* **TEXT UNDER STUDY**:
---+---

Nobody's Darling, circa 2021-present. Last Call Chicago by Rick Karlin & St Sukie de la Croix, Rattling Good Yarns Press, 2022, p. 145
As cultural and political changes came to the city, the local bar scene changed too, providing important meeting places for community and activism.
"In the '60s when women's liberation started in Chicago, women were sick of going to these Mafia bars," de la Croix pointed out. "[Bar owners] were trying to get lesbians to go there and they would put pictures of showgirls on the walls with their breasts hanging out. So women started their own coffee shops. And then when AIDS came along, you knew about AIDS because there was all the fundraisers in the bars, and they would raise money for DignityUSA, the Catholic group. It's not about alcohol at all -- it's about gay life."
Glory Hole, circa 1972-1987. Last Call Chicago by Rick Karlin & St Sukie de la Croix, Rattling Good Yarns Press, 2022, p. 83
In recent years, the LGBTQ+ community's relationship with bar culture in Chicago has changed, with younger generations using online spaces to connect with each other and being less tied to specific neighborhoods and businesses.
"One thing we've been asked before is how young people don't go to gay bars as much anymore," Karlin said. "They just go to any bar they want to because they feel comfortable doing that, which is what we fought for all those years -- that gay people could go anywhere and be accepted anywhere.
"Unfortunately, now it's biting the gay business community in the ass, because people don't feel as much of a need to go to gay bars. Between that and social media, going out cruising is not what you do anymore. You do it on your apps."
Photo: Sidetrack / Instagram / ART AND PEP documentary
Jose "Pep" Pena and Art Johnson, owners of the famous Sidetrack bar, wrote a foreword for Last Call Chicago about the tension between queer activism and bar culture, with "newly minted activists [who] wanted to abandon all old ways, including 'top down' bar owners who had often been de facto community leaders." So far, however, the feared "epic split between Chicago gay bars and modern gay activism" has not happened.
"In Chicago, the bar owners tend to be really invested in the community," Karlin said. "Art [Johnston] who owns Sidetrack, the most popular bar in Chicago, would give tons of money back to various causes. They basically ... I wouldn't say blackmailed, but strongly encouraged liquor companies to become active and donate money. If they don't, they don't carry them in their bar. They used their clout in a good way."

---+---

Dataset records
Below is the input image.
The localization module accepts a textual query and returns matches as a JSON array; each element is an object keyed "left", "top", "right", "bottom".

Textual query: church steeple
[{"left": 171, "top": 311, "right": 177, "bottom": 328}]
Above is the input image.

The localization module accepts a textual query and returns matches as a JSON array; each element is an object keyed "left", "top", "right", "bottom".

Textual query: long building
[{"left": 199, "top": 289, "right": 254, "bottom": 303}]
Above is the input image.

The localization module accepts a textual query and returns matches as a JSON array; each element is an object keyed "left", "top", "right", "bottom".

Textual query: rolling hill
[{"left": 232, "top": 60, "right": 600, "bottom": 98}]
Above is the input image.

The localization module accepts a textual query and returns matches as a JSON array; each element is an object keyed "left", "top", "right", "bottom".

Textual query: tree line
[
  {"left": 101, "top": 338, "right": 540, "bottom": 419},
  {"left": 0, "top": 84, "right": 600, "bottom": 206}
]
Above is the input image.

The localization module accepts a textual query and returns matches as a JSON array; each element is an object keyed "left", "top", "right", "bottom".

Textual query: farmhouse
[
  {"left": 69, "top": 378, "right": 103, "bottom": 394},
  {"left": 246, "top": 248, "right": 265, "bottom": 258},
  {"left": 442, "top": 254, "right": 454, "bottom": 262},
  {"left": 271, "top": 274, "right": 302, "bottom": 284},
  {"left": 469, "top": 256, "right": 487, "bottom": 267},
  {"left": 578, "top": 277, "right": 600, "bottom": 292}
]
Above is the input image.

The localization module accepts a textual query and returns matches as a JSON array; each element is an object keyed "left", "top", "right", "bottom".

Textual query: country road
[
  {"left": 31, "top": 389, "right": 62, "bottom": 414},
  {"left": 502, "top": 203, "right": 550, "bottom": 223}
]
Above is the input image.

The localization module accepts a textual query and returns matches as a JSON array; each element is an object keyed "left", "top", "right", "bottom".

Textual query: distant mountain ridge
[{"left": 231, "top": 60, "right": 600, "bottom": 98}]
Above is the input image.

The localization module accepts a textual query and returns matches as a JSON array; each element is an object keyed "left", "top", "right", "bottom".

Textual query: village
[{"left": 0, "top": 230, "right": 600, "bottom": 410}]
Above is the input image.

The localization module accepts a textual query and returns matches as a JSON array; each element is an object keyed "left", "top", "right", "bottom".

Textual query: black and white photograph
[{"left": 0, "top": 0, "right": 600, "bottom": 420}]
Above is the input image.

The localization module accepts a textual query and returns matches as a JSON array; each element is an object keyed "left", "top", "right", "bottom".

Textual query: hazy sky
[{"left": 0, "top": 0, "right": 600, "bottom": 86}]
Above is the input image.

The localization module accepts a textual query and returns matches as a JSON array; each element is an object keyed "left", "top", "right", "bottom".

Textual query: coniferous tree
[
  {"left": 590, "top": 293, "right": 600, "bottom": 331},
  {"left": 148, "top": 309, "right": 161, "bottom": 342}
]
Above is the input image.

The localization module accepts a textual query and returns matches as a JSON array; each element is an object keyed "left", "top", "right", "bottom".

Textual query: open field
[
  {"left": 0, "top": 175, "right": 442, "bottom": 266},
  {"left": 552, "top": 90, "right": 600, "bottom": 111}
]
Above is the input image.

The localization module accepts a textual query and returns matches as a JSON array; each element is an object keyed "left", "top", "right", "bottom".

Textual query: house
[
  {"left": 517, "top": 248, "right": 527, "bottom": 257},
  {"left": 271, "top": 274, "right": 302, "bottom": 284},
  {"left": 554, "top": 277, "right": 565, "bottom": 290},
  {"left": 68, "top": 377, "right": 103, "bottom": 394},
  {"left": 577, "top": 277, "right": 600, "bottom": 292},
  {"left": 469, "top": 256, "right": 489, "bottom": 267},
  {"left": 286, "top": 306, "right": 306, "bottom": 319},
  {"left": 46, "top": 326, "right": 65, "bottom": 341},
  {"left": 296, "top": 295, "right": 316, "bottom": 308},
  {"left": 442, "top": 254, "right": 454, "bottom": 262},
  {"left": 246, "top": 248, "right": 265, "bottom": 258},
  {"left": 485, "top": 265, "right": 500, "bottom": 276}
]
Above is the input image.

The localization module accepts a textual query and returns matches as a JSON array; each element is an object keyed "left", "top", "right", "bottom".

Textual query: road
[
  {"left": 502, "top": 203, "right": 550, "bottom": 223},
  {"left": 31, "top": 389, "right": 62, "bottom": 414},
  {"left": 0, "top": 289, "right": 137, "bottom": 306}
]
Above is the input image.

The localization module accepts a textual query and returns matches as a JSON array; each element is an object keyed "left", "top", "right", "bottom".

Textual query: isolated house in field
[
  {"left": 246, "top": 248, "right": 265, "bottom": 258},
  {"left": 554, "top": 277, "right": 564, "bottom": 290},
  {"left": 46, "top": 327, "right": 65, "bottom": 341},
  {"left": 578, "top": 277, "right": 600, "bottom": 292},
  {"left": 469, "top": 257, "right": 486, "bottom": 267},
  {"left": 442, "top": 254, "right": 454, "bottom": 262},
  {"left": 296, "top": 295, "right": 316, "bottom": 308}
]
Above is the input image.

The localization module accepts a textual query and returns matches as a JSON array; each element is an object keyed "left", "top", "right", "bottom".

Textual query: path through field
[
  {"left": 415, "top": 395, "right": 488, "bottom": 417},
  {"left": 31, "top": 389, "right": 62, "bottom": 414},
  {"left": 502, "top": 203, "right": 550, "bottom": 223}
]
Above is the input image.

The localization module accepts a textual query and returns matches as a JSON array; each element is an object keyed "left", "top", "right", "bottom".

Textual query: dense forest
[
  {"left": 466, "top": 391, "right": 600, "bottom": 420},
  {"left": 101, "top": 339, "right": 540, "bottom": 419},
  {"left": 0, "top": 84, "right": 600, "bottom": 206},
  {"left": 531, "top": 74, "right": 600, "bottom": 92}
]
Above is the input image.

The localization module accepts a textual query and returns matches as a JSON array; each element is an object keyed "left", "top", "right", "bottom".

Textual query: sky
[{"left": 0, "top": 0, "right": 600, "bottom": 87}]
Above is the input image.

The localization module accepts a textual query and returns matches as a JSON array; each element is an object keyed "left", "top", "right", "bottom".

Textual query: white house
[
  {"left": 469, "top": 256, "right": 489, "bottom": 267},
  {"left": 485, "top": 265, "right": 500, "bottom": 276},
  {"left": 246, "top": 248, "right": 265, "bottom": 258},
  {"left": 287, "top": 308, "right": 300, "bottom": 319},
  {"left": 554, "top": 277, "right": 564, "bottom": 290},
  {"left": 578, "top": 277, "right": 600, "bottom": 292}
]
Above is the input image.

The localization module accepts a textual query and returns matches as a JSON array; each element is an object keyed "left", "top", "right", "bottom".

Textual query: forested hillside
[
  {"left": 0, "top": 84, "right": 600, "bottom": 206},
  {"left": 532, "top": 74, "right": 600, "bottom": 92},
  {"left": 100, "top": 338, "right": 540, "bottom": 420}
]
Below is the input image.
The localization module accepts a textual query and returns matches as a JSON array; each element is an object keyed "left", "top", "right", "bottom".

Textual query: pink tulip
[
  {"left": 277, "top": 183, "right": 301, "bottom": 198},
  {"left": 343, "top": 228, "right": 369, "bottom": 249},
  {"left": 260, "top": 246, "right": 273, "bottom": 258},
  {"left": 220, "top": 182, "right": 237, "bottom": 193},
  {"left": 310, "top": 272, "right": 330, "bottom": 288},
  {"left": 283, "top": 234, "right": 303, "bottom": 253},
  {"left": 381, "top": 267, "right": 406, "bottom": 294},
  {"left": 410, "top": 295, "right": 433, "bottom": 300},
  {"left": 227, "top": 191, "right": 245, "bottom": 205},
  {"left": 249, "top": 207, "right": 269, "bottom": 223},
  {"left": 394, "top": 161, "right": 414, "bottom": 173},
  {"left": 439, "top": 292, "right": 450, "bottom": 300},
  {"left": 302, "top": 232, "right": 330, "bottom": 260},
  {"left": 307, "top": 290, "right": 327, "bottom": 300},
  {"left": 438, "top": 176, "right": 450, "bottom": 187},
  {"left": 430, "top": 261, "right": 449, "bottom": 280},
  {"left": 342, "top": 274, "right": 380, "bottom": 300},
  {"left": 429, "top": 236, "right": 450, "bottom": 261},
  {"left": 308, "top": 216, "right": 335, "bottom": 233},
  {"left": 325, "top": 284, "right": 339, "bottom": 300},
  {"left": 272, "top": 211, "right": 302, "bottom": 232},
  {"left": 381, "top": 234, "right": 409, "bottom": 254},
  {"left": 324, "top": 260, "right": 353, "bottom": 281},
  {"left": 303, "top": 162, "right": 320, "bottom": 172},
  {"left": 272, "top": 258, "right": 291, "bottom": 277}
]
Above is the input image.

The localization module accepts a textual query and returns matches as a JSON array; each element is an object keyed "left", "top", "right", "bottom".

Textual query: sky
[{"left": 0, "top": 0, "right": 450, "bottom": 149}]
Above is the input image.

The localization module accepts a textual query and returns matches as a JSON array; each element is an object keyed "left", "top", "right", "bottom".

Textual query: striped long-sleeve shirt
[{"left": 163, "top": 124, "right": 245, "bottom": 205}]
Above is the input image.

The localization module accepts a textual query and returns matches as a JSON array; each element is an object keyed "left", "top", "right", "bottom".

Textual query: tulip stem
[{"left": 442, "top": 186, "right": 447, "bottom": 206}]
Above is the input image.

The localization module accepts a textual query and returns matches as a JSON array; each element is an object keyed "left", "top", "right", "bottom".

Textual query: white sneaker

---+---

* **YOUR ASSIGNMENT**: Do these statements agree with the passage on Chicago's gay bars? Answer yes or no for each, quoting the deciding words. (a) De la Croix says women in Chicago started their own coffee shops. (b) The feared split between Chicago gay bars and modern gay activism has already taken place. (c) Karlin says young people go to gay bars more than they used to. The material has no connection to the passage.

* **RESPONSE**:
(a) Yes: "So women started their own coffee shops."
(b) No: "So far, however, the feared "epic split between Chicago gay bars and modern gay activism" has not happened."
(c) No: "young people don't go to gay bars as much anymore"